╭─ PROVIDED PASSAGE

The Bank of Japan (BoJ) is expected to hold its short-term rate target in the range between 0% and 0.1% when the two-day July monetary policy review meeting concludes on Wednesday.
The BoJ decision will be announced at around 3:00 GMT, accompanied by the bank’s quarterly outlook report. Governor Kazuo Ueda’s press conference will follow at 06:30 GMT.
The BoJ is set to stand pat on interest rates for the third consecutive meeting after ending eight years of negative rates in March.
The Japanese central bank is likely to debate whether to raise interest rates at its meeting next week, Reuters reported on Friday, citing four sources familiar with the BoJ's thinking.
One of the sources said, "the decision will be a close call and a hard one to make," given the uncertainty over the consumption outlook. "It's really a judgment call, in terms of whether to act now or later this year," another source said.
Meanwhile, “the Bank of Japan must raise interest rates to prevent excessive declines in the Japanese Yen,” private-sector members of a key government council advocated at a meeting earlier this month where Governor Kazuo Ueda was present, Minutes of the meeting showed on July 24.
Some politicians have called on the BoJ to offer more clarity on its rate hike plan partly to stem the Yen’s fall to multi-decade lows against the US Dollar.
The swaps market is pricing in a 70% chance that the BoJ will hike rates by 10 basis points (bps), lifting the rate target to the 0.1% and 0.2% range.

╰─

◆ WHAT TO DO ◆
1. In the passage on the Bank of Japan's July meeting, at what time will Governor Kazuo Ueda's press conference take place?
2. Copy out the part of the Bank of Japan passage that begins at the words "The Japanese central" and stops after "the BoJ's thinking.".

╭─ PROVIDED MATERIAL

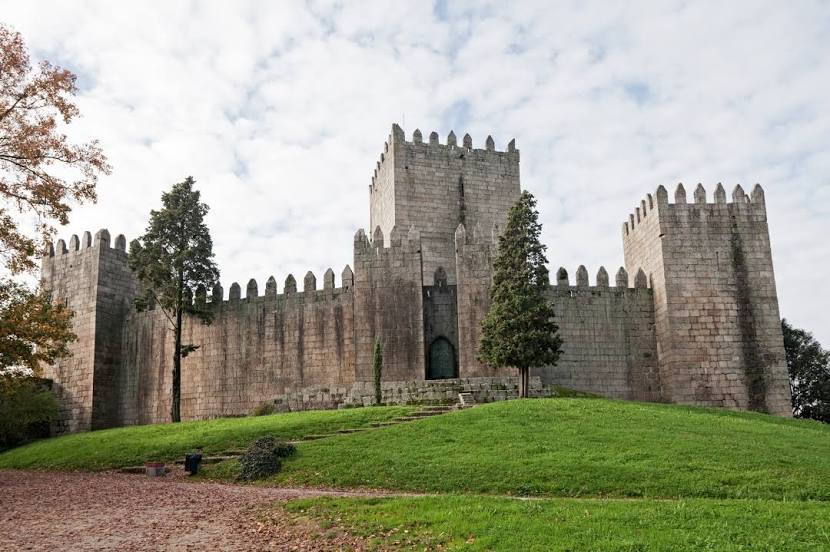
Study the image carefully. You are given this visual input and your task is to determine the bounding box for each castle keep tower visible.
[623,184,792,415]
[369,125,521,286]
[41,125,791,432]
[369,125,521,379]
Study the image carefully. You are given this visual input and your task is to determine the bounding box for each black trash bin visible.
[184,452,202,475]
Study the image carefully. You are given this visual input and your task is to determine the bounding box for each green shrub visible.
[239,437,297,481]
[0,376,58,451]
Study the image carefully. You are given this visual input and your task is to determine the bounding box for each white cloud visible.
[0,0,830,344]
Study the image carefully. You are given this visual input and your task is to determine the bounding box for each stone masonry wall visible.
[623,185,791,415]
[536,266,660,401]
[454,224,504,378]
[41,230,135,432]
[270,376,556,412]
[121,267,354,424]
[455,220,660,400]
[354,226,425,381]
[40,232,99,433]
[371,125,521,286]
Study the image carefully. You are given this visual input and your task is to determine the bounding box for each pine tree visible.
[478,191,562,397]
[781,320,830,423]
[130,176,219,422]
[372,339,383,404]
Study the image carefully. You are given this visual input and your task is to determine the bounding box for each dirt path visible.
[0,470,394,552]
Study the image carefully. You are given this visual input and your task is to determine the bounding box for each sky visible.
[0,0,830,340]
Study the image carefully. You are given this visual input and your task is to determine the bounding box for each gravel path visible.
[0,470,380,552]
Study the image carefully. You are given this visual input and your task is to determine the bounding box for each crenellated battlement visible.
[622,183,766,239]
[185,265,354,309]
[551,265,651,291]
[43,228,127,259]
[369,124,519,193]
[354,226,421,259]
[41,125,790,431]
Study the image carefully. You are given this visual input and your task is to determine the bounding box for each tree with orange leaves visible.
[0,25,110,274]
[0,24,110,378]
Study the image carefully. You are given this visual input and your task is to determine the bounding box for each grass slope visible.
[0,407,415,470]
[285,495,830,551]
[268,399,830,500]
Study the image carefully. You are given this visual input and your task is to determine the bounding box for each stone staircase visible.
[458,393,478,408]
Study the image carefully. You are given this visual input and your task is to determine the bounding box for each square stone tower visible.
[369,125,521,286]
[623,184,791,415]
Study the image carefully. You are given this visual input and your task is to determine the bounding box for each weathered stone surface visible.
[623,184,791,415]
[41,125,790,432]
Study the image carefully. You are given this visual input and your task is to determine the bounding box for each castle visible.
[42,125,791,432]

╰─

◆ ANSWERS BY TASK ◆
1. 06:30 GMT.

2.
The Japanese central bank is likely to debate whether to raise interest rates at its meeting next week, Reuters reported on Friday, citing four sources familiar with the BoJ's thinking.